WORK TO COMPLETE:
[1] For each statement about the passage on Mozambique's malaria campaign, answer yes or no and quote the words of the text that decide it: (a) The study appeared in Oxford Open Digital Health in January 2026. (b) The campaign covered 14,500 districts. (c) SALAMA was introduced in 2024.
[2] Pick up the passage on Mozambique's malaria campaign after its last sentence and keep writing.

SELECTED PASSAGE:
##########
Over 14,500 health workers in Mozambique just proved that smartphones can save lives in one of the world's toughest malaria zones.

A new study published in Oxford Open Digital Health in January 2026 shows how switching from paper to digital tools transformed a massive malaria prevention campaign across 23 districts in Nampula province. The change helped health teams reach more children with life-saving medication while cutting waste and catching problems faster.

Mozambique carries the fifth largest malaria burden of any country in the world. For years, teams delivering seasonal malaria chemoprevention, which gives children antimalarial drugs during peak transmission season, relied on paper forms that created delays and inaccuracies.

In 2024, the national malaria program rolled out a digital platform called SALAMA to support door-to-door delivery. Health workers used it to register households, record medication given to children, log side effects, track medicine supplies, and refer sick children to clinics.

The results came quickly. When the system detected that medicine was being wasted early in the campaign, supervisors responded immediately with targeted training. Waste dropped in the following days.
##########
Text-to-region grounding data
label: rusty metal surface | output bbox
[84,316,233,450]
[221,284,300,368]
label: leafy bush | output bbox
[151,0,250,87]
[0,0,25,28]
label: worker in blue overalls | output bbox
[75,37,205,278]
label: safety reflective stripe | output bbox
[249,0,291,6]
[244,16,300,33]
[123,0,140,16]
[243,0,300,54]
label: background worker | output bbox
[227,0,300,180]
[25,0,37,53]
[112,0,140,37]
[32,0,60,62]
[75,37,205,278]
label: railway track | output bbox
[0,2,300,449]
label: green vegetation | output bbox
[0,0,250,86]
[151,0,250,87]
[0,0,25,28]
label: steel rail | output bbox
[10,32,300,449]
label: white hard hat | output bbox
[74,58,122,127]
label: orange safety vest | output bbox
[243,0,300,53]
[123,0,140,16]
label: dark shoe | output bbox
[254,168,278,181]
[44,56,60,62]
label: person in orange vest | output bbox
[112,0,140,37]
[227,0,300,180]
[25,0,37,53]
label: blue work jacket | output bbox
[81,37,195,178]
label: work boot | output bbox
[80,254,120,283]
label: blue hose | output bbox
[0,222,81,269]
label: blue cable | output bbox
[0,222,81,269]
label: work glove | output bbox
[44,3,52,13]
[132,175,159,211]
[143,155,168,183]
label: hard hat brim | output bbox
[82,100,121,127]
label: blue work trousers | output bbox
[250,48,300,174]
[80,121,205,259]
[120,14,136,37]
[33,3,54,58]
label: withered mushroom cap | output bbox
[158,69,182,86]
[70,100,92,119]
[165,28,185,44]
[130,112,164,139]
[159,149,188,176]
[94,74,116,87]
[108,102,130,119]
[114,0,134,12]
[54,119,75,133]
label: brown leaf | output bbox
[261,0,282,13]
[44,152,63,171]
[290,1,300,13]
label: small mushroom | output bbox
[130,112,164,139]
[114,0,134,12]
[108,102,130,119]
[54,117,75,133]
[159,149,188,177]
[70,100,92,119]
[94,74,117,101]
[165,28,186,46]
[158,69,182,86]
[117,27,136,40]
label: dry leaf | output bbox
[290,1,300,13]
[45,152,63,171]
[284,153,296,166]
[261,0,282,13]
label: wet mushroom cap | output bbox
##########
ANSWER SET:
[1]
(a) Yes: "published in Oxford Open Digital Health in January 2026"
(b) No: "across 23 districts in Nampula province"
(c) Yes: "In 2024, the national malaria program rolled out a digital platform called SALAMA"

[2]
Digital Tools Help Mozambique Reach More Kids With Malaria Care

Digital records also matched independent household surveys more closely than paper records ever did, suggesting the old system had over-reported coverage. Real-time data meant teams could see what was working and adjust on the spot instead of waiting weeks for results.

The Ripple Effect

The success is already spreading. SALAMA first launched in 2023 for mosquito net distribution campaigns and quickly expanded to malaria prevention.

Now a second digital platform called upSCALE is being tested in Zambezia province, where 53 percent of children haven't received their first vaccine dose. Community health workers will use it to find unvaccinated children in remote areas and connect them to immunization services.

The researchers were honest about challenges. Phone batteries died quickly, internet connections failed in remote villages, and some workers needed extra digital literacy support. The lesson: digital tools only work when they're designed for the real conditions frontline workers face.

Maria Rodrigues, Country Director of Malaria Consortium Mozambique, put it simply: digital health can extend the reach of lifesaving interventions, but only with thoughtful evaluation and local adaptation.

The upSCALE platform has matured so much that Mozambique's health system now owns and runs it locally, modeling what sustainable digital health innovation looks like when countries lead their own solutions.